## PROBLEM TO SOLVE
Will you write out all the entries below exactly?

☆ ☆ ☆

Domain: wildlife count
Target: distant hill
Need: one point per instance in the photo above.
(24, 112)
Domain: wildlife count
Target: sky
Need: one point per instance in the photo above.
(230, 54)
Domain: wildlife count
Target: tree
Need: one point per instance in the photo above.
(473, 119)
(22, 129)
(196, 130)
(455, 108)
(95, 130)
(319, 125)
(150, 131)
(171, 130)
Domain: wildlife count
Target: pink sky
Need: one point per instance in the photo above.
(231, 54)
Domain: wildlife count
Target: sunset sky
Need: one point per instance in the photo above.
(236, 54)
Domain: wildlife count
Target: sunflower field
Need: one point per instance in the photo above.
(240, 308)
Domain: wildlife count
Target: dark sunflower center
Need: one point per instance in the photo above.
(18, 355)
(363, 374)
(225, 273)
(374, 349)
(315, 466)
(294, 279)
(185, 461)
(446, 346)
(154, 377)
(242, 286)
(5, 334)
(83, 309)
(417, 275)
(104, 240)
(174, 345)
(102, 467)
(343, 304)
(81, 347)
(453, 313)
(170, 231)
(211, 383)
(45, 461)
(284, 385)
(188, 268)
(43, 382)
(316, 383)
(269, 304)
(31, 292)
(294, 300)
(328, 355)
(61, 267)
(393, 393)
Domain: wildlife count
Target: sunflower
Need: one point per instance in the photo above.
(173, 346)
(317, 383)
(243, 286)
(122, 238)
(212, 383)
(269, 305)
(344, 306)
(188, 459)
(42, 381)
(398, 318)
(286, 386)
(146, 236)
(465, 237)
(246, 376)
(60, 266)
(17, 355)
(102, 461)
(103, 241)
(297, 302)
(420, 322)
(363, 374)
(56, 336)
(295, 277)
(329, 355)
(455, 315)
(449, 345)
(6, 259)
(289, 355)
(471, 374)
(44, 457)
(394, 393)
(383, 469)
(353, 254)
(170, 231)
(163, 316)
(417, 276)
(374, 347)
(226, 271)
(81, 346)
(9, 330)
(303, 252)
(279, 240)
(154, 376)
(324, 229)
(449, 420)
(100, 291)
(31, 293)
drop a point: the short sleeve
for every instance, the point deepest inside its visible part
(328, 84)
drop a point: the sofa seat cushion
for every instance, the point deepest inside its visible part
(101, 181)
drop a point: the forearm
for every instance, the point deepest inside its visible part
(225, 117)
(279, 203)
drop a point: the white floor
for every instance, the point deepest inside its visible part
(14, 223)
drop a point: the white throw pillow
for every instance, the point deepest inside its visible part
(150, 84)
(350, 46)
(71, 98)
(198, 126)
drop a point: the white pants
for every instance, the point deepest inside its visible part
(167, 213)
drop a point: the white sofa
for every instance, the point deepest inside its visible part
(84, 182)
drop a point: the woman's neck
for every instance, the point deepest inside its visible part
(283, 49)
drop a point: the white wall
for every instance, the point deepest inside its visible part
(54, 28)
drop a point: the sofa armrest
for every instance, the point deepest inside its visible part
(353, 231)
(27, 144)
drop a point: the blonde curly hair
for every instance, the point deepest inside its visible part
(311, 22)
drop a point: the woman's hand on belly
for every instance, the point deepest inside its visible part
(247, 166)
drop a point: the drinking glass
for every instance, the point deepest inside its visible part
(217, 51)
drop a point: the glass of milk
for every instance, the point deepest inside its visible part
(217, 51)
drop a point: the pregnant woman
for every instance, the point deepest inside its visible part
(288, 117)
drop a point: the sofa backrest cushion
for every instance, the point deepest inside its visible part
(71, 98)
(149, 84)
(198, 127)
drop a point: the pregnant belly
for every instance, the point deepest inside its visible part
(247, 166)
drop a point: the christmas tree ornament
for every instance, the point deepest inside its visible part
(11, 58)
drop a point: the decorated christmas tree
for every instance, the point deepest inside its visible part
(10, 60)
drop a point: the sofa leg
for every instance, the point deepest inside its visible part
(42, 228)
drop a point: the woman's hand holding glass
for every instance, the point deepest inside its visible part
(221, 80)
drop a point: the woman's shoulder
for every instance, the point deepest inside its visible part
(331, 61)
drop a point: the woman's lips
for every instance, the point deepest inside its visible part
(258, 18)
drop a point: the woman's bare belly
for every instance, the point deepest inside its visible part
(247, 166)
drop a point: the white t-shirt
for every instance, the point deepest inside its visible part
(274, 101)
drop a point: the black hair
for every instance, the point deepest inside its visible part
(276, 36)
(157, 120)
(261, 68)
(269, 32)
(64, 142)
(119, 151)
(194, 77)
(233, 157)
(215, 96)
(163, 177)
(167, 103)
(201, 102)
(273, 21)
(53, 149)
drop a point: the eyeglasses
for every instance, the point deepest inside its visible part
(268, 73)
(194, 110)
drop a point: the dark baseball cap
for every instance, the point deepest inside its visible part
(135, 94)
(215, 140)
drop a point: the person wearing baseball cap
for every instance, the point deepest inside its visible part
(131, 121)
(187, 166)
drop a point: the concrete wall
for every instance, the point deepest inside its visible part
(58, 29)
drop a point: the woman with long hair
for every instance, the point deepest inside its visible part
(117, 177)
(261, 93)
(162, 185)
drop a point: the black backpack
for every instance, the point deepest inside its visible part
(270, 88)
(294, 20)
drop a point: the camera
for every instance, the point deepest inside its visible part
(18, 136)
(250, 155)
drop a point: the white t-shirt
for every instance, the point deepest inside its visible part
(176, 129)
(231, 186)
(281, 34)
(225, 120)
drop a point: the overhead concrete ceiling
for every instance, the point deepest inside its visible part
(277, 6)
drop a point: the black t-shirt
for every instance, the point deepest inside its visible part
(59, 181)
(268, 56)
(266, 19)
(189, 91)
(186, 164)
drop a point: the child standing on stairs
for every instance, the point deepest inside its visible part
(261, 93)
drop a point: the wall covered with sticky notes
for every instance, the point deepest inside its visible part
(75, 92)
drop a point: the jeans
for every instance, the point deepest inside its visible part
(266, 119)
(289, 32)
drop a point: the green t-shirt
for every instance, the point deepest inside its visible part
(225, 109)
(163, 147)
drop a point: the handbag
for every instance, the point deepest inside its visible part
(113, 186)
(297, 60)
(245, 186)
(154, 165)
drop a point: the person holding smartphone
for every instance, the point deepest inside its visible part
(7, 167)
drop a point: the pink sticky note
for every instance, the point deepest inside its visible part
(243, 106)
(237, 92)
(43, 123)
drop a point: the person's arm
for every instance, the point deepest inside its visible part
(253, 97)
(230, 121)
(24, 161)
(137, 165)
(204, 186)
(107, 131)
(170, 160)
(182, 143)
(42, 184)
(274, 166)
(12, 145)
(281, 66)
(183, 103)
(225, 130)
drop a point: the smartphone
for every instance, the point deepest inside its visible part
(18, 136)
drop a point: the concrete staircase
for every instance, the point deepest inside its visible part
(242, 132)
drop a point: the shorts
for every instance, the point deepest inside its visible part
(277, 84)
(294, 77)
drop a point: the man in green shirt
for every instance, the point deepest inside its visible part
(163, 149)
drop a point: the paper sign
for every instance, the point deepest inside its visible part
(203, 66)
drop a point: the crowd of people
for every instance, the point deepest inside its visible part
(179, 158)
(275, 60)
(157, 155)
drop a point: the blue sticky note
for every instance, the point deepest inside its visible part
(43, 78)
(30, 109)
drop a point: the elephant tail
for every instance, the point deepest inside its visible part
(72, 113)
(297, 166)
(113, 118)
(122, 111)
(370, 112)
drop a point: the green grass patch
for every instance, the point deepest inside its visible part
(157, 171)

☆ ☆ ☆

## RESPONSE TO THIS EXERCISE
Domain: wildlife count
Target: distant hill
Need: one point per instance in the photo above.
(24, 112)
Domain: wildlife count
Target: sky
Need: one point per instance in the photo above.
(230, 54)
Domain: wildlife count
Target: tree
Need: one point per instance in the photo above.
(473, 119)
(22, 129)
(196, 130)
(455, 108)
(95, 130)
(319, 125)
(150, 131)
(171, 130)
Domain: wildlife count
Target: pink sky
Need: one point per instance in the photo above.
(231, 54)
Domain: wildlife count
Target: sunset sky
Need: one point per instance in the photo above.
(236, 54)
Domain: wildlife count
Target: sunflower field
Need: one point per instance in the photo above.
(240, 308)
Domain: wildlife count
Target: dark sunflower center
Need: one point per instance in the photo above.
(18, 355)
(363, 374)
(225, 273)
(374, 349)
(315, 466)
(294, 279)
(185, 461)
(446, 346)
(154, 377)
(242, 286)
(5, 334)
(83, 309)
(417, 275)
(104, 240)
(174, 345)
(102, 467)
(343, 304)
(81, 347)
(453, 313)
(170, 231)
(211, 383)
(45, 461)
(284, 385)
(188, 268)
(43, 382)
(316, 383)
(269, 304)
(31, 292)
(294, 300)
(328, 355)
(61, 267)
(393, 393)
Domain: wildlife count
Target: sunflower
Need: one point per instance in the photo above.
(173, 346)
(317, 383)
(243, 286)
(122, 238)
(212, 383)
(269, 305)
(344, 306)
(188, 459)
(42, 381)
(398, 318)
(286, 386)
(146, 236)
(465, 237)
(246, 376)
(60, 266)
(17, 355)
(102, 461)
(103, 241)
(297, 302)
(420, 322)
(363, 374)
(56, 336)
(295, 277)
(329, 355)
(455, 315)
(449, 345)
(6, 259)
(289, 355)
(471, 374)
(44, 457)
(394, 393)
(383, 469)
(353, 254)
(170, 231)
(163, 316)
(417, 276)
(374, 347)
(226, 271)
(81, 346)
(9, 330)
(303, 252)
(279, 240)
(154, 376)
(324, 229)
(449, 420)
(100, 291)
(31, 293)
drop a point: the short sleeve
for every instance, the point deepest inside its visible part
(328, 84)
drop a point: the sofa seat cushion
for every instance, the point deepest inside its visible part
(101, 181)
drop a point: the forearm
for every instance, the point deepest inside its visible part
(225, 117)
(279, 203)
drop a point: the white floor
for every instance, the point deepest inside its visible part
(14, 223)
drop a point: the white throw pillow
for every instance, the point deepest inside its visible part
(150, 84)
(350, 46)
(71, 98)
(198, 126)
drop a point: the white pants
for every instance, the point deepest inside its visible part
(167, 213)
drop a point: the white sofa
for every instance, the point deepest inside its visible part
(84, 182)
drop a point: the woman's neck
for every instance, the point deepest inside its visible part
(283, 49)
drop a point: the white wall
for every instance, the point deepest inside its visible part
(54, 28)
drop a point: the sofa armrest
for every instance, the point deepest inside its visible part
(353, 231)
(27, 144)
drop a point: the blonde curly hair
for every instance, the point deepest inside its visible part
(311, 22)
drop a point: the woman's hand on belly
for every instance, the point deepest inside its visible part
(247, 166)
drop a point: the drinking glass
for every instance, the point deepest inside its visible part
(217, 51)
drop a point: the glass of milk
for every instance, the point deepest inside its visible part
(217, 51)
drop a point: the pregnant woman
for every instance, the point deepest inside its visible part
(288, 117)
drop a point: the sofa backrest cushion
for every instance, the point deepest inside its visible part
(71, 98)
(149, 84)
(198, 127)
drop a point: the pregnant belly
for every instance, the point deepest inside its visible part
(247, 166)
drop a point: the christmas tree ornament
for every instance, the point deepest inside its visible part
(11, 58)
drop a point: the decorated christmas tree
for every instance, the point deepest inside its visible part
(10, 60)
drop a point: the sofa leg
for every instance, the point deepest inside its visible part
(42, 228)
drop a point: the woman's hand holding glass
for every instance, the point deepest inside its visible part
(221, 80)
drop a point: the woman's shoulder
for every instance, the point deepest inside its visible part
(331, 61)
drop a point: the woman's lips
for every instance, the point deepest inside its visible part
(258, 18)
drop a point: the woman's bare belly
for every instance, the point deepest inside its visible part
(247, 166)
drop a point: the white t-shirt
for every instance, the point deepest inside its visible part
(274, 101)
drop a point: the black hair
for every instance, the point deepest inside its visible part
(276, 36)
(157, 120)
(261, 68)
(269, 32)
(64, 142)
(119, 151)
(194, 77)
(233, 157)
(215, 96)
(163, 177)
(167, 103)
(201, 102)
(273, 21)
(53, 149)
drop a point: the eyeglasses
for every instance, the point deepest inside its visible part
(268, 73)
(194, 110)
drop a point: the dark baseball cap
for every instance, the point deepest inside its visible part
(135, 94)
(215, 140)
drop a point: the person wearing baseball cap
for every instance, the point deepest inside its visible part
(131, 121)
(187, 166)
drop a point: the concrete wall
for every instance, the point deepest inside its visible part
(58, 29)
drop a point: the woman with long hair
for every instance, the point deepest inside its visible part
(117, 177)
(261, 93)
(162, 185)
drop a point: the black backpack
for every instance, the point deepest inside its visible part
(270, 88)
(294, 20)
drop a point: the camera
for every instance, the point deepest inside its visible part
(18, 136)
(250, 155)
drop a point: the white t-shirt
for every instance, the point deepest inside its visible part
(176, 129)
(231, 186)
(281, 34)
(225, 120)
drop a point: the overhead concrete ceiling
for every instance, the point deepest inside its visible part
(277, 6)
drop a point: the black t-shirt
for every instance, the point deepest inside its visible part
(59, 181)
(268, 56)
(266, 19)
(189, 91)
(186, 164)
drop a point: the child standing on stairs
for every instance, the point deepest inside its visible part
(261, 93)
drop a point: the wall covered with sticky notes
for every instance, the point deepest inside its visible part
(75, 92)
drop a point: the jeans
for every instance, the point deepest inside its visible part
(266, 119)
(289, 32)
drop a point: the green t-shirt
for every instance, the point deepest inside its visible part
(225, 109)
(163, 147)
drop a point: the handbag
for every instance, the point deepest inside its visible part
(113, 186)
(297, 60)
(245, 186)
(154, 165)
drop a point: the person holding smartphone
for every instance, the point deepest inside its visible part
(7, 167)
drop a point: the pink sticky note
for every instance, the point deepest inside its visible part
(243, 106)
(237, 92)
(43, 123)
drop a point: the person's arm
for every instance, the point deepest inside its visible part
(253, 97)
(230, 121)
(24, 161)
(137, 165)
(204, 186)
(107, 131)
(170, 160)
(182, 143)
(42, 184)
(274, 166)
(12, 145)
(281, 66)
(183, 103)
(225, 130)
drop a point: the smartphone
for every instance, the point deepest inside its visible part
(18, 136)
drop a point: the concrete staircase
for every instance, the point deepest inside its visible part
(242, 132)
drop a point: the shorts
for every instance, the point deepest inside its visible part
(277, 84)
(294, 77)
drop a point: the man in green shirt
for every instance, the point deepest inside its visible part
(163, 149)
drop a point: the paper sign
for every instance, the point deepest inside its visible part
(203, 66)
drop a point: the crowd of people
for every instance, the point deepest inside its visible part
(179, 158)
(275, 60)
(157, 155)
drop a point: the blue sticky note
for every instance, the point deepest inside its visible part
(43, 78)
(30, 109)
drop a point: the elephant tail
for every instance, the point deepest inside its visible part
(72, 113)
(297, 166)
(113, 118)
(122, 111)
(370, 112)
drop a point: the green grass patch
for every instance, the point deepest inside its visible part
(157, 171)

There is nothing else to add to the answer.